[Material supplied]
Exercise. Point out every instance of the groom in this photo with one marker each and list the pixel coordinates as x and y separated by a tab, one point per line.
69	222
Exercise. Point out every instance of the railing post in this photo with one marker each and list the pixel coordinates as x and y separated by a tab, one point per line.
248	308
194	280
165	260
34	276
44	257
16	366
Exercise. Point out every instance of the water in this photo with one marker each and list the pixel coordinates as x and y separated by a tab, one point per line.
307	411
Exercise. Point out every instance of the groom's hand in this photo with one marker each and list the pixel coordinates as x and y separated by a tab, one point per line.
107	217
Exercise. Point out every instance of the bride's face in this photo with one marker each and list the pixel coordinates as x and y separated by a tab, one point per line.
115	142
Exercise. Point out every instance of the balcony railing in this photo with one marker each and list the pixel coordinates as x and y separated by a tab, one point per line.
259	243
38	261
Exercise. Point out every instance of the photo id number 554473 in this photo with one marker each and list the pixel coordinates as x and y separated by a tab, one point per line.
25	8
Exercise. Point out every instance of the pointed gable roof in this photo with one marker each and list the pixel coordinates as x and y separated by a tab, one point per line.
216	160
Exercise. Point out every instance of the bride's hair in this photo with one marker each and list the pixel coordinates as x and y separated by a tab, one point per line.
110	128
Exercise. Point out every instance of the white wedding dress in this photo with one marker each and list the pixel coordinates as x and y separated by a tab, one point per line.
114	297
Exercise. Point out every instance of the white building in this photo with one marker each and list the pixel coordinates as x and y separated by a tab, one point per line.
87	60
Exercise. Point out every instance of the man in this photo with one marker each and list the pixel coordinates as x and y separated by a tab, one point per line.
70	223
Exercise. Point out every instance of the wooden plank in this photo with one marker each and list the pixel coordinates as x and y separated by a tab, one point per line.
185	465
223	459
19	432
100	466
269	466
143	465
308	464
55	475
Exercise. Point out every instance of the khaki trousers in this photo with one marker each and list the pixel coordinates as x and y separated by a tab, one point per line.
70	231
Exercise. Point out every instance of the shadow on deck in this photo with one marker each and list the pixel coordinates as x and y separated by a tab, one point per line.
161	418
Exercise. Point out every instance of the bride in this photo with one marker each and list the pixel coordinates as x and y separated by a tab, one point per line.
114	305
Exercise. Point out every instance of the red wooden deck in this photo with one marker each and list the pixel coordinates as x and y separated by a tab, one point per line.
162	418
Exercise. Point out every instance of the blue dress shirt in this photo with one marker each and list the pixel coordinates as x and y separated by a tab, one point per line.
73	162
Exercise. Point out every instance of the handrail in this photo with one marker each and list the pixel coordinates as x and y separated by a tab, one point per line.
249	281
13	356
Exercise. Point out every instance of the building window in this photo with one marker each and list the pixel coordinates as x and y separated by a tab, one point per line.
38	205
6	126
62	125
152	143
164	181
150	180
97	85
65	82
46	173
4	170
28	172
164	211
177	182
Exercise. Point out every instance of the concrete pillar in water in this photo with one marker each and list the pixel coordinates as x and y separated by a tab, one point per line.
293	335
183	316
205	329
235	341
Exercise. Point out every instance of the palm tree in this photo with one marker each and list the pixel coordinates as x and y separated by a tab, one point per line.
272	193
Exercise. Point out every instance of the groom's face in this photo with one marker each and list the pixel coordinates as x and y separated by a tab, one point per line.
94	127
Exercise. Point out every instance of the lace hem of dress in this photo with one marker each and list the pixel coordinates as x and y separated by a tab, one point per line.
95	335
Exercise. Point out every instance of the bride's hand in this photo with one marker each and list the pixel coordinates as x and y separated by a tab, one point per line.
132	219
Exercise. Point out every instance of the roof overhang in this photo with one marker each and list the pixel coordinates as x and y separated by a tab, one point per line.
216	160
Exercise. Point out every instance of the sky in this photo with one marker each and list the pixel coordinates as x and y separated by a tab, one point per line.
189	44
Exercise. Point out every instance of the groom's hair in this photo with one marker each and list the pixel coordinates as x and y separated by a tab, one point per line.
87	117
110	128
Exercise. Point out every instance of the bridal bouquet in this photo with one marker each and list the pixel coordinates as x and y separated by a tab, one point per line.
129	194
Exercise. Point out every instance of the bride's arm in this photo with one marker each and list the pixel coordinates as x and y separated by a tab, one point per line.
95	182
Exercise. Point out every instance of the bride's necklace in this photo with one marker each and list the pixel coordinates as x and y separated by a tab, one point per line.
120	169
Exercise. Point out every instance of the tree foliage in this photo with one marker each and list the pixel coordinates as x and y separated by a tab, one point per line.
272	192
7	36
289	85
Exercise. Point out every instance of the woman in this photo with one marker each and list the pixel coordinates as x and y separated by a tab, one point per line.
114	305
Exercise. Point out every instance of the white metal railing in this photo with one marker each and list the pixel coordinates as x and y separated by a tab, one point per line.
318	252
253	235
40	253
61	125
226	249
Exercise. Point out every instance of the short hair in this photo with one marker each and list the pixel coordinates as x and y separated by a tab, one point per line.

[Your task] Write out the full listing exactly as given.

[Response]
Exercise. Point out every instance of the groom in this photo with one marker each and list the pixel coordinates as x and y separated by a tab, one point per line.
69	222
Exercise. Point out every instance of the railing post in this photo with one marker each and list the pixel coordinates as x and y separated by a tab, one point per line.
248	308
194	280
165	260
34	276
44	257
16	366
Exercise. Point out every instance of the water in this photo with one marker each and list the pixel coordinates as x and y separated by a tab, one point per line.
307	411
Exercise. Point out every instance of the groom's hand in this photo with one marker each and list the pixel coordinates as x and y separated by a tab, one point per line.
107	217
Exercise. Point out every instance of the bride's face in this photo with one marker each and list the pixel coordinates as x and y separated by a tab, one point per line.
115	142
Exercise. Point out every instance of the balcony railing in this photo with one marker each and list the pixel coordinates as x and y separated by a tab, one point per line.
259	243
38	261
Exercise. Point out every instance of the photo id number 554473 in this photo with one marker each and list the pixel coordinates as x and y separated by a tab, one point per line.
25	8
Exercise. Point out every instance of the pointed gable roof in this photo with one marker each and list the pixel coordinates as x and y separated by a tab, one point per line.
216	160
Exercise. Point out every instance of the bride's hair in this photo with one marker each and list the pixel coordinates as x and y separated by a tab, one point per line.
110	128
Exercise. Point out every instance of the white wedding dress in this photo with one marker each and list the pixel coordinates as x and y separated by a tab, one point per line.
114	297
Exercise. Point out every instance of the white building in this photo with one marker each and list the pixel coordinates as x and y separated by a tab, one point per line.
87	60
Exercise. Point out every instance of the man in this photo with one marker each and list the pixel coordinates as x and y separated by a tab, one point per line.
70	223
Exercise. Point out every instance of the wooden plank in this photo with one marker each and list the pixel coordinates as x and y separated by a tab, one point per line.
185	465
223	459
19	432
100	466
269	466
143	465
308	464
55	475
Exercise. Point out every instance of the khaki trousers in this photo with one marker each and list the pixel coordinates as x and y separated by a tab, one point per line.
70	231
Exercise. Point out every instance of the shadow on deck in this photo with one marker each and list the pixel coordinates as x and y separated by a tab, one point per line.
161	418
Exercise. Point out every instance of the bride in this photo with one marker each and list the pixel coordinates as x and y separated by a tab, one point per line.
114	305
Exercise. Point out every instance of the red wooden deck in this photo with one marker each and list the pixel coordinates as x and y separated by a tab, one point per line.
162	418
Exercise. Point out every instance of the blue dress shirt in this photo with one marker each and list the pixel coordinates as x and y separated by a tab, one point per line.
73	162
Exercise. Point out every instance of the handrail in this photo with one marker each and list the pixel coordinates as x and y separated by a tab, one point per line.
249	281
13	356
Exercise. Point out every instance of the building window in this photo with one marker each and list the pixel coordinates as x and y separated by a tab, one point per line.
38	205
6	126
62	125
152	143
164	181
150	180
97	85
65	82
46	173
4	170
28	172
164	211
177	182
Exercise. Point out every instance of the concrete pillar in water in this photo with one marker each and list the pixel coordinates as x and y separated by a tab, one point per line.
293	335
183	316
205	329
235	341
Exercise. Point out every instance of the palm tree in this photo with one marker each and list the pixel coordinates as x and y separated by a tab, one point per line.
272	193
Exercise. Point out every instance of the groom's face in this photo with one marker each and list the pixel coordinates as x and y separated by a tab, one point per line.
94	127
Exercise. Point out every instance of the lace hem of dress in this photo with one marker each and list the pixel coordinates as x and y separated by a tab, one point per line.
95	335
Exercise. Point out every instance of the bride's hand in this photo with one marker each and list the pixel coordinates as x and y separated by a tab, one point per line.
132	219
Exercise. Point out every instance of the roof overhang in this photo with one marker each and list the pixel coordinates as x and y separated by a tab, one point per line.
216	160
Exercise. Point out every instance of the sky in this photo with one marker each and list the pixel coordinates as x and y separated by a tab, one point per line.
189	44
Exercise. Point out every instance of the groom's hair in this photo with one marker each and list the pixel coordinates as x and y separated by a tab, one point per line.
87	117
110	128
Exercise. Point out every instance of the bridal bouquet in this photo with one marker each and list the pixel coordinates as x and y separated by a tab, one point per line.
129	194
Exercise. Point out every instance of the bride's arm in this photo with one marker each and list the pixel coordinates as x and y separated by a tab, one point per line.
95	182
Exercise. Point out every instance of the bride's necklace in this photo with one marker each and list the pixel coordinates as x and y separated by a tab, one point per line.
120	169
Exercise. Point out every instance of the tree foliage in this photo with one marker each and list the pixel coordinates as x and y separated by a tab, one point per line.
272	192
7	36
289	85
Exercise. Point out every instance of the woman in this photo with one marker each and list the pixel coordinates as x and y separated by a tab, one point per line.
114	305
Exercise. Point out every instance of the white metal railing in this photo with one marker each and list the pixel coordinates as x and y separated by a tab, one point per line.
318	252
253	235
40	253
61	125
226	249
Exercise. Point out every instance of the short hair in this photo with one marker each and list the pixel coordinates as x and y separated by a tab, one point per line.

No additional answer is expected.